**Stated exercise**
Transcribe the part of the blog post between "Wednesday, December 2, 2009" and "in my hand.", inclusive.

Wednesday, December 2, 2009

A disclosure of sorts

As a child raised Catholic, the social environment was of Nuns, Priests, church on Sunday, cataclysm. Here the deepest mysteries of the universe were unveiled. Question: What can God do? Answer: ( in 3rd grade class unison ) God can do anything? My father, on the other hand, being a disenchanted Catholic and a proponent of logic would say, "Well then, can he make a rock so big that he can't lift it?" Iconoclast!

It was the late 60's, "The Summer of Love", Timothy Leary, Ram Das, Maharishi Mahesh Yogi. "Lucy in the Sky with Diamonds" sat on the horizon like a highway mirage; there, but somewhat out of reach for a 13 year old. This was the environment in which I picked up my first six string, and it felt good in my hand and it felt even better to have girls watching me with it in my hand.

On the home front, summers were spent amongst the migrant field workers. We picked berries, cucumbers, lettuces and what ever crop needed harvesting. The money would pay for a better guitar or a better amplifier. Such was the dichotomy of my formative years. Half field worker, half aspiring musical mystic. Then along came Carlos Castaneda and his book, "The teachings of Don Juan". Carlos, with the stroke of a pen, had transformed my Mexican coworkers into shamanic Brujos capable of peering beyond the veils of perception into worlds of power while maintaining the outer veneer of innocent peasantry.

The word crackled out over the Watsonville Highschool PA system that there was going to be a "spirit rally" at 3 PM. Indeed, the minions of Satan, disguised as administrative staff assembled the 2,000 unsuspecting nubile youths into the auditorium for the purpose of sucking out their spirit. The results were cheerleaders and jocks and it was not pretty. 'Twas in these darkest depth of Mordor I met a girl so fair that matrimony was the inevitable path we traveled.

**Stored data**
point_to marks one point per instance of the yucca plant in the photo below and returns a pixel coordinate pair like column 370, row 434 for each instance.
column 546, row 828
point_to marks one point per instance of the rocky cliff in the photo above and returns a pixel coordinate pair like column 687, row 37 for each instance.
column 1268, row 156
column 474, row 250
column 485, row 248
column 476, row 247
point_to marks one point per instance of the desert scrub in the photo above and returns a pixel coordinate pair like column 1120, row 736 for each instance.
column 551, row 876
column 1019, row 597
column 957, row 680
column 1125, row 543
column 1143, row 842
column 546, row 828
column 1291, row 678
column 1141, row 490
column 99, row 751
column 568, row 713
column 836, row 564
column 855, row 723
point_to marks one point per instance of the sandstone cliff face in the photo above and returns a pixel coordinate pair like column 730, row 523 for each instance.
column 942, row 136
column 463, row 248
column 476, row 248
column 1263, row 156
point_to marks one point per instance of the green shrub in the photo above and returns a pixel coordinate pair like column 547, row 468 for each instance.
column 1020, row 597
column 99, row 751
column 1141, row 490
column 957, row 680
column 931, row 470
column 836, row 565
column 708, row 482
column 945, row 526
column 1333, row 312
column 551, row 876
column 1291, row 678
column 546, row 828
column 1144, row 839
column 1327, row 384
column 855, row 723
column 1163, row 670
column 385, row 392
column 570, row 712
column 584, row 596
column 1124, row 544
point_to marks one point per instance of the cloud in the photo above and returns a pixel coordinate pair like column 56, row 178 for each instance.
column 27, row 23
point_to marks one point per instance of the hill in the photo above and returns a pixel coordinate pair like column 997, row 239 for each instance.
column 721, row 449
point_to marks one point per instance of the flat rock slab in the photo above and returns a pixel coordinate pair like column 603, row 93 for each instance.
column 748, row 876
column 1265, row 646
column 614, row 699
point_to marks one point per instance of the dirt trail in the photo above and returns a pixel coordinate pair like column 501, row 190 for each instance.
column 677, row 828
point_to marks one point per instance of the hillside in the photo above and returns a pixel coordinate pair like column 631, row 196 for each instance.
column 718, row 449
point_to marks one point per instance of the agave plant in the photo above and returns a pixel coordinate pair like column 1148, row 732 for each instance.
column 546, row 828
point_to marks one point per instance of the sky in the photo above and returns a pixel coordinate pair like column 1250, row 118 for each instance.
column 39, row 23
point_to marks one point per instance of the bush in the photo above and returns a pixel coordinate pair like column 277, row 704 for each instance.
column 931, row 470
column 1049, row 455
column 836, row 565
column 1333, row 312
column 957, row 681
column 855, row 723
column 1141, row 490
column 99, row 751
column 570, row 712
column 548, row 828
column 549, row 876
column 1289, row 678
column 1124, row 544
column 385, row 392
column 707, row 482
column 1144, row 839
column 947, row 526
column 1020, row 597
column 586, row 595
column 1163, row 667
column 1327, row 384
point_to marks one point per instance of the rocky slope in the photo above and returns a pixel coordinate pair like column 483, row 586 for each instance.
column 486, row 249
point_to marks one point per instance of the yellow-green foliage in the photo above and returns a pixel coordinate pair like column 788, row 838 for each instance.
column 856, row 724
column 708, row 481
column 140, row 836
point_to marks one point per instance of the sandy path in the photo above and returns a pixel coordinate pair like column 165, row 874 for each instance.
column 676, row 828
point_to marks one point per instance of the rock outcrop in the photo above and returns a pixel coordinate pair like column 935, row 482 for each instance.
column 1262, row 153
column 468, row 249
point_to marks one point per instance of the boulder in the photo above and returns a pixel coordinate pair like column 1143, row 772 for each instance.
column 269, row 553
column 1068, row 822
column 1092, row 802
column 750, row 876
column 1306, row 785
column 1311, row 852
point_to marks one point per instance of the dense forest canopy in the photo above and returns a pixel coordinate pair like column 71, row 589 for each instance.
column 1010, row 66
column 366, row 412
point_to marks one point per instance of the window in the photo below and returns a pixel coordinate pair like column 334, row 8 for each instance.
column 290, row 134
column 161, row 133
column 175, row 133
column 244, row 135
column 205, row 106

**Full output**
Wednesday, December 2, 2009

A disclosure of sorts

As a child raised Catholic, the social environment was of Nuns, Priests, church on Sunday, cataclysm. Here the deepest mysteries of the universe were unveiled. Question: What can God do? Answer: ( in 3rd grade class unison ) God can do anything? My father, on the other hand, being a disenchanted Catholic and a proponent of logic would say, "Well then, can he make a rock so big that he can't lift it?" Iconoclast!

It was the late 60's, "The Summer of Love", Timothy Leary, Ram Das, Maharishi Mahesh Yogi. "Lucy in the Sky with Diamonds" sat on the horizon like a highway mirage; there, but somewhat out of reach for a 13 year old. This was the environment in which I picked up my first six string, and it felt good in my hand and it felt even better to have girls watching me with it in my hand.